*Task instructions:* Change "ground fire" to "brush fire" in the material starting at its beginning and ending at the line that contains "pixel 276 303", then give those lines back with everything else unchanged and the picture left out.

*Material provided:*
** start **

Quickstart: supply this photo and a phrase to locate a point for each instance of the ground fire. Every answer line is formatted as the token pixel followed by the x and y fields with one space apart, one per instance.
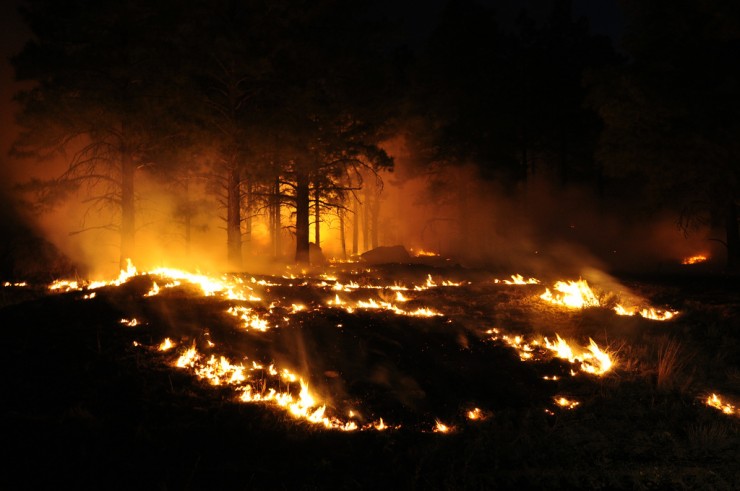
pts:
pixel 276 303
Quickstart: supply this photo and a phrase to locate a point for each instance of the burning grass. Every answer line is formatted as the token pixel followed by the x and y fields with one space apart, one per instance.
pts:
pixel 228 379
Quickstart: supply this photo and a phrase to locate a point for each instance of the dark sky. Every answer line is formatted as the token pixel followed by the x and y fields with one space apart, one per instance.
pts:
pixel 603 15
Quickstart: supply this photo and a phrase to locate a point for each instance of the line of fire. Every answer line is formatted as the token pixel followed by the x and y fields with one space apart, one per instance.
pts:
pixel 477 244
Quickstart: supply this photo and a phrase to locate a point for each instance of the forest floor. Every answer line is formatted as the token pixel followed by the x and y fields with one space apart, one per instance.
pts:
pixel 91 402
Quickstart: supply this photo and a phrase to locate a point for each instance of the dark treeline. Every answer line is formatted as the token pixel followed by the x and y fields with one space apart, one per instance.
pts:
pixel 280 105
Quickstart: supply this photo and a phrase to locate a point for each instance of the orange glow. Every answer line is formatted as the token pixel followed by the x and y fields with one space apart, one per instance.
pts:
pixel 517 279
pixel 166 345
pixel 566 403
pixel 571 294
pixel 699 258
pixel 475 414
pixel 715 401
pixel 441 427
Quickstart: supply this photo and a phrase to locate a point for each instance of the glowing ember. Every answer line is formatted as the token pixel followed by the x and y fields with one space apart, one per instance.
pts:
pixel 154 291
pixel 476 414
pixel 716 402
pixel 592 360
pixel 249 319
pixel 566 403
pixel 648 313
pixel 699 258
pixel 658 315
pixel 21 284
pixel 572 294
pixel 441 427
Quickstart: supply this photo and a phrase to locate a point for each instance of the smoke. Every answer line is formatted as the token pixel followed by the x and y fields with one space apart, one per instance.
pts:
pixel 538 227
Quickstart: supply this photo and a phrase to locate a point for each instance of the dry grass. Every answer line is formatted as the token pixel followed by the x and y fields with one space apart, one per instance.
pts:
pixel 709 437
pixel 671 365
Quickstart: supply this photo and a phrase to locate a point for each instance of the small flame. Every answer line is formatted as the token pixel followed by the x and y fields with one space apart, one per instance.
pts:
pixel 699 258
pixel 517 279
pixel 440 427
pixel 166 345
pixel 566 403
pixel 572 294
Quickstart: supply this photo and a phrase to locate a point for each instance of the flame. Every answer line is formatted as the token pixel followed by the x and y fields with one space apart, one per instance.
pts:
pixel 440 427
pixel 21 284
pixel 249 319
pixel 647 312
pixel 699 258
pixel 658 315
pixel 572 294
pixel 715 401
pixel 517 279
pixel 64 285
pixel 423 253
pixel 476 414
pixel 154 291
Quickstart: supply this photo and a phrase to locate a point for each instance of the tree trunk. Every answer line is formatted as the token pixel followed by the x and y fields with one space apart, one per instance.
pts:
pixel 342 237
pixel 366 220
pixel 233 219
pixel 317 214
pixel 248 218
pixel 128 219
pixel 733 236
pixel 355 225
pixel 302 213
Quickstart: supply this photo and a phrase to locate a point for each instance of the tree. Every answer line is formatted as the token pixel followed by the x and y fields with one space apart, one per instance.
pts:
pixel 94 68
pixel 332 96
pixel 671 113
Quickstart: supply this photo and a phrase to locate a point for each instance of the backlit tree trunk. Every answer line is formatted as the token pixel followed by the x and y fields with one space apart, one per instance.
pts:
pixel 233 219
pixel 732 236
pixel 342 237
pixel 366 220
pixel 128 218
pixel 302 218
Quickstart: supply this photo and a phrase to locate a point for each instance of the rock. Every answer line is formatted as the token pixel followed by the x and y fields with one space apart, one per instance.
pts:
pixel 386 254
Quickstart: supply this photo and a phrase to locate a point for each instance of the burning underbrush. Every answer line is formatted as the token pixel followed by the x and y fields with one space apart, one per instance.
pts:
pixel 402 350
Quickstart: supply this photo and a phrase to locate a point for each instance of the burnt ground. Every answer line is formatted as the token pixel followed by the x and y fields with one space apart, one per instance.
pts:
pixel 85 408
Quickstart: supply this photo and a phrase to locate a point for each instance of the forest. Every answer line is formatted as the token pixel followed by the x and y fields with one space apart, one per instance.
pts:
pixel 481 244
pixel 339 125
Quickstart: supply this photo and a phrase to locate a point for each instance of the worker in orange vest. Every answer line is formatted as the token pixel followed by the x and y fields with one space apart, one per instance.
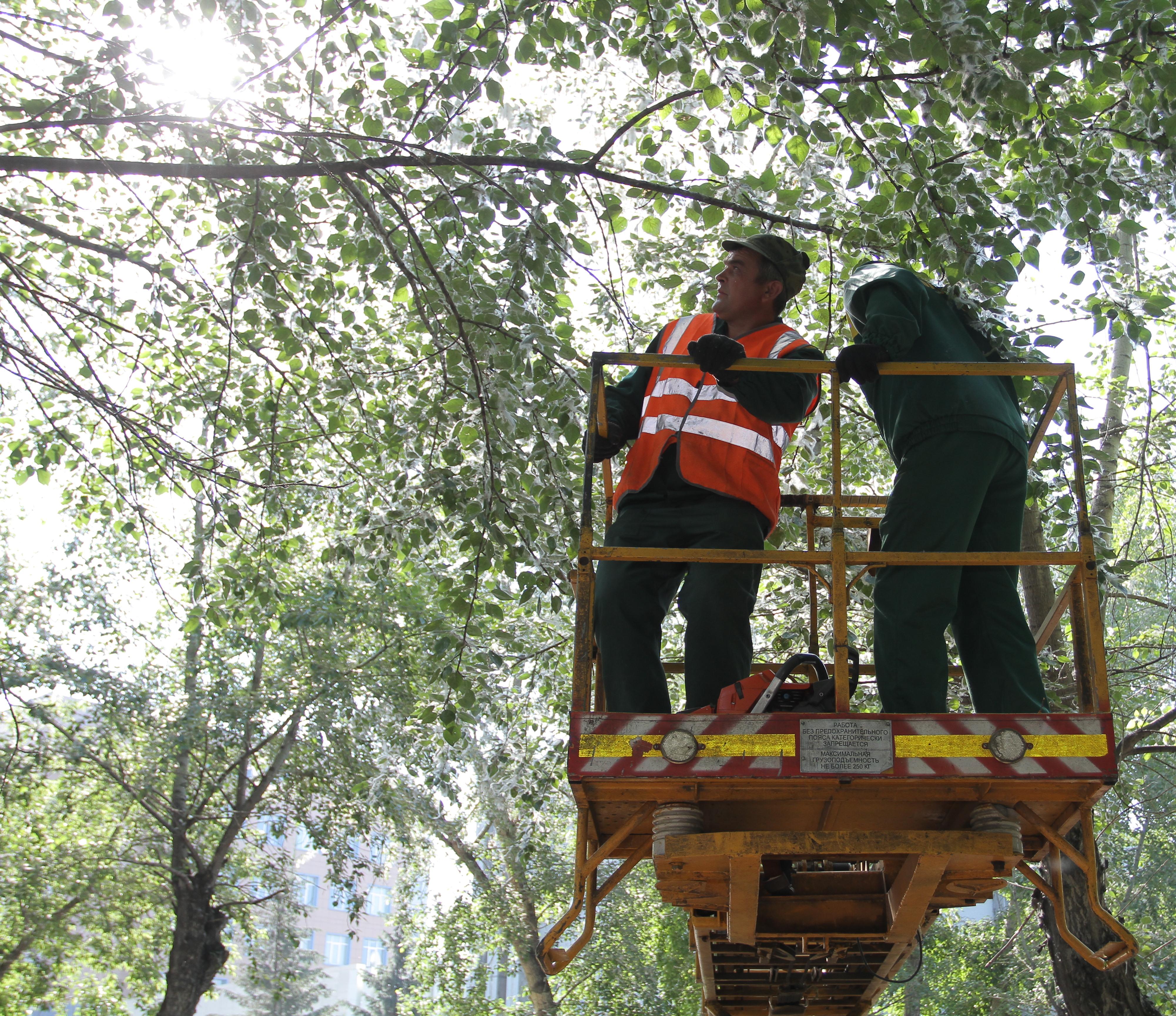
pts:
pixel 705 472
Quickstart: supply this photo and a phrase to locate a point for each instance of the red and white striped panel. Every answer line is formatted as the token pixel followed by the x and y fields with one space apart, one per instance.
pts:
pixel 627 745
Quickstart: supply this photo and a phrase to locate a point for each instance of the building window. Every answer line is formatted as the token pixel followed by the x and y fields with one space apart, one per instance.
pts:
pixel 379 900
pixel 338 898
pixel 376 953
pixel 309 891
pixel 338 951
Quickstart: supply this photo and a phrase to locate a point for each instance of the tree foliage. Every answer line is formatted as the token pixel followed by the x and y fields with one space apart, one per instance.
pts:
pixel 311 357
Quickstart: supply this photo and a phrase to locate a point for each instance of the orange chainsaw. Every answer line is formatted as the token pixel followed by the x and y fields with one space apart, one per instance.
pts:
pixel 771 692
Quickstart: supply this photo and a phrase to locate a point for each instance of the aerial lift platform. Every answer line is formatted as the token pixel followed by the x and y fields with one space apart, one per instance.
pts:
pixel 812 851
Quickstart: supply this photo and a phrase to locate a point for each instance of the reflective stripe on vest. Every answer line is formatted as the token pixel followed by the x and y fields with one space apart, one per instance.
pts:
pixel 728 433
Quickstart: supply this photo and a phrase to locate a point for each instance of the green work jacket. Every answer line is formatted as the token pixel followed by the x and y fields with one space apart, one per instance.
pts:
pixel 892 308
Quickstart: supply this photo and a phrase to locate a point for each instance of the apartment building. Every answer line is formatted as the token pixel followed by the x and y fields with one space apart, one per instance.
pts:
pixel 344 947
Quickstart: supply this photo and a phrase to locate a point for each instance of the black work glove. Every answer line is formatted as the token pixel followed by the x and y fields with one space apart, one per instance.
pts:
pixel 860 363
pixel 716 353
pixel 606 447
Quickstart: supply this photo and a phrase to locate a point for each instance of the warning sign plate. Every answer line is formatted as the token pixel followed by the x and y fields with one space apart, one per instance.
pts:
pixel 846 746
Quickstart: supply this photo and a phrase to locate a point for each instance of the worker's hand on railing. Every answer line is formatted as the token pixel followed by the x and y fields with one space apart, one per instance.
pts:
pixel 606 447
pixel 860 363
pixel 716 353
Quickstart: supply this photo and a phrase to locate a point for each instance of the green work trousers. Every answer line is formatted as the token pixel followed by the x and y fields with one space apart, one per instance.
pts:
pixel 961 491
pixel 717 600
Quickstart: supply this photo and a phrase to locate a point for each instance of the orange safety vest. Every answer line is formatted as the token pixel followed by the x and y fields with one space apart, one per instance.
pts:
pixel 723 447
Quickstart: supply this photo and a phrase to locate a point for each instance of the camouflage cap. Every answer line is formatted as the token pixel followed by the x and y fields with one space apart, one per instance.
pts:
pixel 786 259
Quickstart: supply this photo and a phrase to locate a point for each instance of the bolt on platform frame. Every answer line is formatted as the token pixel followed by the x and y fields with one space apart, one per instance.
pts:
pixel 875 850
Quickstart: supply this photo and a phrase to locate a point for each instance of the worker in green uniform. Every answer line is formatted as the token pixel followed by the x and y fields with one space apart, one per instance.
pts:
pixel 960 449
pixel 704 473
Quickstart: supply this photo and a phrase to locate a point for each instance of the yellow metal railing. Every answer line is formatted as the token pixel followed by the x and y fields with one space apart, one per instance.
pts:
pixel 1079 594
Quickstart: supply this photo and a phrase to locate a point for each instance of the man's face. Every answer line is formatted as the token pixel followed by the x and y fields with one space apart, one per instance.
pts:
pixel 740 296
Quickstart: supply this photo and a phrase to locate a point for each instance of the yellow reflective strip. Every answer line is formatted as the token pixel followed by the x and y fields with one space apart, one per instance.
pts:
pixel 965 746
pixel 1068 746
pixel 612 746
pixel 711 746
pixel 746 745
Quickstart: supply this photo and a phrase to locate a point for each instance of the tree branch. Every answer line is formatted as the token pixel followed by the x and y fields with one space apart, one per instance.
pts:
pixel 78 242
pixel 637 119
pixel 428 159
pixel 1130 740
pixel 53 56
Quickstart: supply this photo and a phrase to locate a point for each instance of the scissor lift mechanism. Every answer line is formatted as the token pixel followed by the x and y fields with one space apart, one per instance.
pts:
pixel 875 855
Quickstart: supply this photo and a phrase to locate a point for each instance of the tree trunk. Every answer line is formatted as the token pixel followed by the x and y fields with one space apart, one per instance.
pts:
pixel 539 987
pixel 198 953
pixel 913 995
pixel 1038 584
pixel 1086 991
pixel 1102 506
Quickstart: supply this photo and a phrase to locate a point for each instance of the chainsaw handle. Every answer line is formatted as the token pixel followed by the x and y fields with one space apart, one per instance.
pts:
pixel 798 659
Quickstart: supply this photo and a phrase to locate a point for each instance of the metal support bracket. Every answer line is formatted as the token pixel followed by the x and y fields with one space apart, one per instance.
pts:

** end **

*Final result:*
Quickstart: supply this photo and a phrase to locate a point for each instance of the brush fire. Every answer line is formatted as the token pixel followed by the x and y fields with one space apart, one per instance.
pts:
pixel 276 303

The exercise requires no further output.